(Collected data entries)
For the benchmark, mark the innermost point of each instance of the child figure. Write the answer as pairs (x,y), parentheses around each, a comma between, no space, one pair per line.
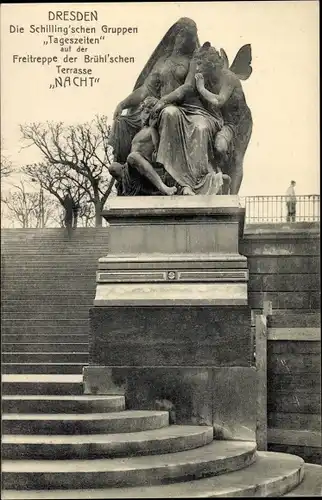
(138,176)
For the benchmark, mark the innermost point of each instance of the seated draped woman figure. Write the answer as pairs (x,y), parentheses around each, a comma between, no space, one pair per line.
(221,88)
(186,128)
(138,176)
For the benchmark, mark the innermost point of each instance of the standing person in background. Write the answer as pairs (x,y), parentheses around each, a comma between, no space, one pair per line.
(68,206)
(291,202)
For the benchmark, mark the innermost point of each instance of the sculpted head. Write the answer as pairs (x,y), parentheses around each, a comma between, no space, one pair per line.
(186,36)
(145,109)
(208,61)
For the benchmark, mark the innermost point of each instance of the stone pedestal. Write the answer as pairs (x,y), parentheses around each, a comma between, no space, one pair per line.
(171,317)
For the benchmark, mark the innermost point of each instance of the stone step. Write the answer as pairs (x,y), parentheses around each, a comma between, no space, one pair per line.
(271,475)
(215,458)
(44,357)
(124,421)
(26,292)
(311,484)
(44,347)
(42,384)
(48,304)
(171,439)
(42,338)
(60,326)
(66,312)
(61,404)
(45,368)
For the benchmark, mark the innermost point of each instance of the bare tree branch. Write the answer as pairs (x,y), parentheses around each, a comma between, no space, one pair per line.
(75,155)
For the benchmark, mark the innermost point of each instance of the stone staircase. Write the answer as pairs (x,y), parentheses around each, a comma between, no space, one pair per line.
(59,443)
(47,287)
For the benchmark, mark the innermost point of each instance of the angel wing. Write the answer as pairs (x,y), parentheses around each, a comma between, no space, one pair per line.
(224,57)
(163,49)
(241,65)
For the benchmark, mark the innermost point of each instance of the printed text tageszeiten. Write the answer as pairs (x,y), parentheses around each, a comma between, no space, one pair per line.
(73,31)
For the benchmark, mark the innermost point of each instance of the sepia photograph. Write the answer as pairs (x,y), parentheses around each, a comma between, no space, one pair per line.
(160,250)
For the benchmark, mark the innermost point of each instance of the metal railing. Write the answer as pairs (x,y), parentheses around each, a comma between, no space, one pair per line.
(274,209)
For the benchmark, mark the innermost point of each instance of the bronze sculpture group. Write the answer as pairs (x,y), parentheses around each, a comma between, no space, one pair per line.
(187,126)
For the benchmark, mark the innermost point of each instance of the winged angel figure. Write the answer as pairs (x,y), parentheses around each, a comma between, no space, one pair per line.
(199,135)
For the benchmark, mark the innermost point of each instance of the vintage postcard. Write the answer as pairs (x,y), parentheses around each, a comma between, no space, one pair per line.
(160,228)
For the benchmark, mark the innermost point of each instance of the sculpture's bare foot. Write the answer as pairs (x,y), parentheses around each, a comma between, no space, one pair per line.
(187,191)
(169,191)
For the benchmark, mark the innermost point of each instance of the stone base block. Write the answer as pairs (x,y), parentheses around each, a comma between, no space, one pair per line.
(170,336)
(223,397)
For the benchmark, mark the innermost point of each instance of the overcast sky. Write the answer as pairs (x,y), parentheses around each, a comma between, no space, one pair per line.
(282,92)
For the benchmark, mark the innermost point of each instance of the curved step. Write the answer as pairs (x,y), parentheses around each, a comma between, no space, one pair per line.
(311,484)
(42,384)
(213,459)
(61,404)
(158,441)
(87,423)
(272,474)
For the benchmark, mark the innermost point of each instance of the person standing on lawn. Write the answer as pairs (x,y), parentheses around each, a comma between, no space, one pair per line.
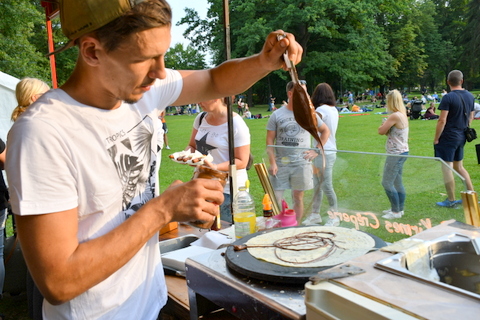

Direction:
Rewrite the material from the line containing "of the vintage" through the end, replacing "innermost point" with "central point" and changing nothing else. Leave the pictures out of the answer.

Task response:
For the benchmark, mark the central point of each instance of the vintage postcard. Write the answer as pairs (x,y), parentheses around each, a comma between, no space, one pair per line.
(160,228)
For the benchmark, mark the central point of each instance of the sculpture's bare foot. Write the answer as pairs (x,y), parentheses around each, a comma between, no space, one pair per line.
(187,191)
(169,191)
For the benchmark, mark the central point of each instance of the stone base block. Write the answer as pairs (x,y), parentheses around each, a comma between, no space, one pair per line.
(170,336)
(223,397)
For the benchmark, mark the central point of each instance of the overcast sky. Write the answer as pairs (x,y), parentheses around each, a comma between, no space, one pair per line.
(282,92)
For the benchmark, mark the central point of each instance of the curved step. Write the answer as pairs (x,y), parentheses around each, a comma between, no space, one pair per line.
(311,484)
(42,384)
(213,459)
(61,404)
(158,441)
(87,423)
(272,474)
For the benchmark, mark the central point of each instance of the person standing on lawn. Write the answer as pairs (x,y), parentheses around each, a comma between, no space, one pair per line.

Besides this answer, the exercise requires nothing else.